OBJECTIVE –
Please show each line below that contains the string "wing". Match case exactly.

MATERIALS PROVIDED –
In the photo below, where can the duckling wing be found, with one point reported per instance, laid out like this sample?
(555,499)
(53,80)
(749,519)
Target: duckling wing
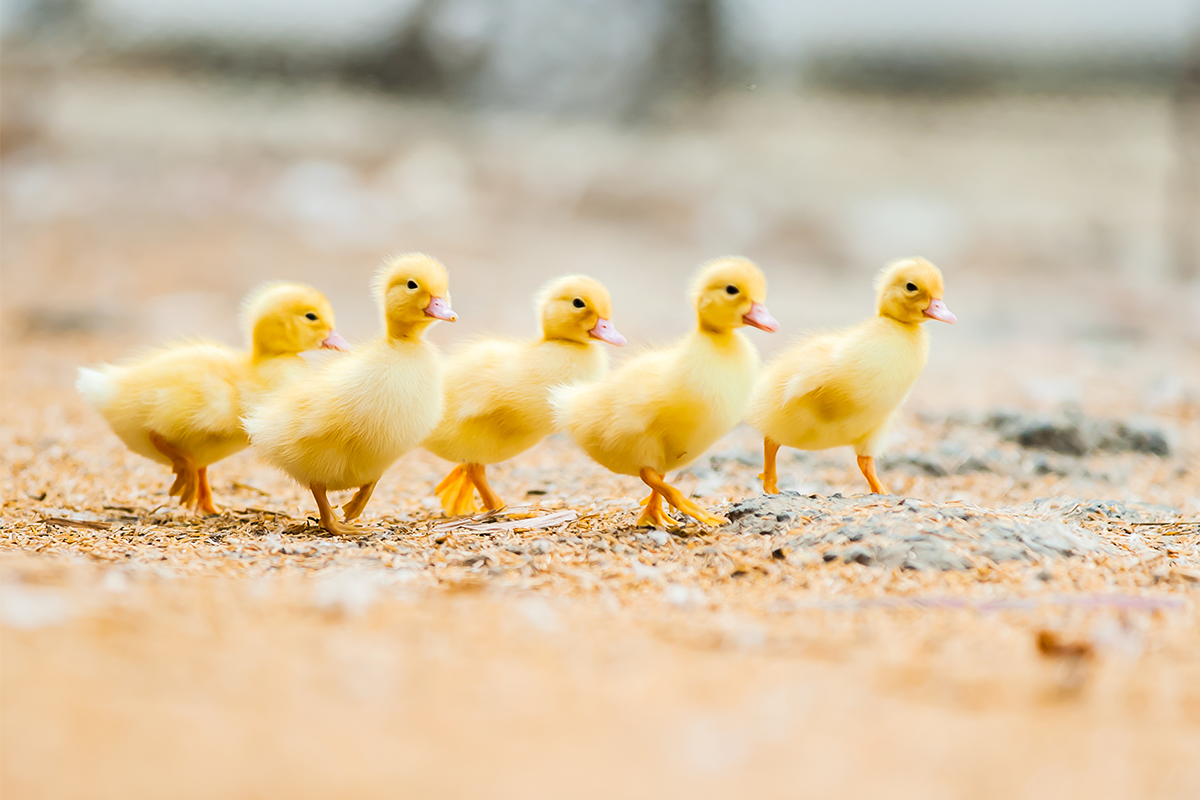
(186,391)
(813,368)
(478,379)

FULL SOLUTION –
In the photo below, where can the duckling wing be found, with one point reported per instance, laid out like this sample?
Target: duckling wing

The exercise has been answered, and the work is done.